# 数据采集所得记录
|---|
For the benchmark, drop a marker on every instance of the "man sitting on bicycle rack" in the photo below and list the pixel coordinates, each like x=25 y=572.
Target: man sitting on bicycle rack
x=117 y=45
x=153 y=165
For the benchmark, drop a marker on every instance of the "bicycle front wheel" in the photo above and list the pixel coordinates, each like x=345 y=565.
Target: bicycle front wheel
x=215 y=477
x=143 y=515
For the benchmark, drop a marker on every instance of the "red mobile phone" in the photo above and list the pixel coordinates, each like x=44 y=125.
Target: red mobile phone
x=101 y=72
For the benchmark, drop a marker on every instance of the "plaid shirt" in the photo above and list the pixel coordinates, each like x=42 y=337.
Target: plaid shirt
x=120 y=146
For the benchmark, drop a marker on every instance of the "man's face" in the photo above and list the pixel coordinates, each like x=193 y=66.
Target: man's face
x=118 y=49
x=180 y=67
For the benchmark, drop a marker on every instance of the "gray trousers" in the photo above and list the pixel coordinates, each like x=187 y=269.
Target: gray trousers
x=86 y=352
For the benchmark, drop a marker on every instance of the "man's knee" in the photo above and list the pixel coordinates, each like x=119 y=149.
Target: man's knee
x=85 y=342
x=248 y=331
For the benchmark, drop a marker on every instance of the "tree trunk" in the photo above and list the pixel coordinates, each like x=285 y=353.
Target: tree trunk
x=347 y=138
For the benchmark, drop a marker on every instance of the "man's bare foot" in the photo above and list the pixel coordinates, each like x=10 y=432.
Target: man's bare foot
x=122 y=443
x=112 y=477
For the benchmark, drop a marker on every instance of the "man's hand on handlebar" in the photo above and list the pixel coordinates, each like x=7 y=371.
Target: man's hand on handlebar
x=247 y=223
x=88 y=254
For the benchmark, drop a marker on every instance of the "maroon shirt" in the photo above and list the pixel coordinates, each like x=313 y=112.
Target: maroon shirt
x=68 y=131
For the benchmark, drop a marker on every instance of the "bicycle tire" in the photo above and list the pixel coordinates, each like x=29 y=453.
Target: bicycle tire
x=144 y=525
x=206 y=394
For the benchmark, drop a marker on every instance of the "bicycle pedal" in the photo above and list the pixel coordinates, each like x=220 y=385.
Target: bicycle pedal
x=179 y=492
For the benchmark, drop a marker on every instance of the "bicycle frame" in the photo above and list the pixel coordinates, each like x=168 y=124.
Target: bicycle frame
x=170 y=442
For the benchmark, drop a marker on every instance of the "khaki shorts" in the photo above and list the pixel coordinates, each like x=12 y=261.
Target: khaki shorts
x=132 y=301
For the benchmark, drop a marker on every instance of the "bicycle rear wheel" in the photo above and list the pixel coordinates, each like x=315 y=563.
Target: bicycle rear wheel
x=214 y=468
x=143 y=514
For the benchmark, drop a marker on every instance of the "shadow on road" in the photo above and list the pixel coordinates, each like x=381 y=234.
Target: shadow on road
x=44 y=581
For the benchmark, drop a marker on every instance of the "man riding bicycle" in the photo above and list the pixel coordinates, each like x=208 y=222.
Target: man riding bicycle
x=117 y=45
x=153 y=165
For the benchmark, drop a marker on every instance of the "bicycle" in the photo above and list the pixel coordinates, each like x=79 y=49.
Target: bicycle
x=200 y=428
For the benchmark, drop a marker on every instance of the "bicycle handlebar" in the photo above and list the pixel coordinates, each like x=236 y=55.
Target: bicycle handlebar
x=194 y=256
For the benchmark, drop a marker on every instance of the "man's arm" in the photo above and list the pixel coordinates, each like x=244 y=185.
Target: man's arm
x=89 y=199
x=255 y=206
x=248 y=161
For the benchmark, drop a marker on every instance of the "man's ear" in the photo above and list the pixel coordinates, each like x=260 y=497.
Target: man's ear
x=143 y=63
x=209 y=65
|---|
将上述全部记录逐行输出为编号列表，略去空行。

1. For the benchmark, drop a marker on every instance of the "man sitting on bicycle rack" in the photo below and list the pixel coordinates, each like x=25 y=572.
2. Target: man sitting on bicycle rack
3. x=117 y=45
4. x=153 y=165
5. For the benchmark, drop a marker on every instance of the "bicycle front wheel" in the photo above and list the pixel coordinates, each like x=345 y=565.
6. Target: bicycle front wheel
7. x=215 y=477
8. x=143 y=515
9. For the benchmark, drop a marker on every instance of the "red mobile phone" in the photo above and list the pixel coordinates, each like x=44 y=125.
10. Target: red mobile phone
11. x=101 y=72
12. For the benchmark, drop a marker on every instance of the "plaid shirt" in the photo above and list the pixel coordinates, each like x=42 y=337.
13. Target: plaid shirt
14. x=120 y=146
15. For the benchmark, drop a marker on every instance of the "man's face" in the photo above and list the pixel coordinates, each like x=193 y=66.
16. Target: man's face
17. x=118 y=49
18. x=180 y=67
19. For the benchmark, drop a marker on every instance of the "gray trousers" in the photo above and list the pixel coordinates, each like x=187 y=269.
20. Target: gray trousers
21. x=86 y=352
22. For the benchmark, drop a marker on every instance of the "man's knee" in the photo above and list the pixel coordinates, each like x=119 y=149.
23. Target: man's knee
24. x=85 y=342
25. x=248 y=331
26. For the benchmark, drop a marker on every instance of the "tree trunk" in the photo above and list the pixel coordinates, each like x=285 y=353.
27. Target: tree trunk
28. x=347 y=138
29. For the benchmark, drop a marker on every instance of the "man's bare foot" in the photo above and list the pixel coordinates, each like x=10 y=432.
30. Target: man's bare foot
31. x=122 y=443
32. x=112 y=477
33. For the benchmark, drop a marker on every instance of the "man's hand on handlebar" in the photo above and list the pixel coordinates, each like x=7 y=371.
34. Target: man's hand on handlebar
35. x=247 y=223
36. x=88 y=254
37. For the benchmark, drop a marker on every instance of the "maroon shirt" in the photo above and list the pixel coordinates, each like x=313 y=112.
38. Target: maroon shirt
39. x=68 y=131
40. For the benchmark, drop a marker on every instance of the "bicycle tire" in the photo above and list the pixel coordinates, each like x=29 y=453.
41. Target: bicycle tire
42. x=144 y=525
43. x=206 y=394
44. For the benchmark, drop a marker on every instance of the "bicycle pedal" in the photo above and list the pixel coordinates, each like x=220 y=385.
45. Target: bicycle pedal
46. x=179 y=492
47. For the benchmark, drop a marker on every instance of the "bicycle frame" in the photo above and list the pixel coordinates, each like x=168 y=124.
48. Target: bicycle frame
49. x=170 y=442
50. For the benchmark, drop a marker on every instance of the "khaki shorts" in the photo above and list the pixel coordinates, each like x=12 y=261.
51. Target: khaki shorts
52. x=132 y=301
53. For the benchmark, drop a marker on every instance of the "bicycle rear wheel" in the photo above and list the pixel coordinates, each like x=315 y=563.
54. Target: bicycle rear wheel
55. x=214 y=468
56. x=143 y=514
57. For the benchmark, drop a marker on every instance of the "shadow on road" in the photo above and list the pixel coordinates, each like x=381 y=234.
58. Target: shadow on road
59. x=44 y=581
60. For the benchmark, drop a marker on every instance of the "man riding bicycle" in the photo above and list the pixel coordinates, each like x=208 y=222.
61. Target: man riding bicycle
62. x=117 y=45
63. x=153 y=165
64. For the benchmark, drop a marker on every instance of the "bicycle" in the photo above and list the pixel coordinates, each like x=79 y=49.
65. Target: bicycle
66. x=200 y=428
67. For the benchmark, drop a marker on every instance of the "bicycle handlebar" in the photo above and list the pixel coordinates, each like x=236 y=55.
68. Target: bicycle handlebar
69. x=194 y=256
70. For the benchmark, drop a marker on every instance of the "man's arm" in the photo above and list the pixel coordinates, each like x=244 y=185.
71. Target: man's arm
72. x=89 y=199
73. x=255 y=206
74. x=248 y=161
75. For the benchmark, drop a marker on every instance of the "man's ear" in the photo above and list the pixel coordinates, each like x=260 y=497.
76. Target: man's ear
77. x=143 y=63
78. x=209 y=65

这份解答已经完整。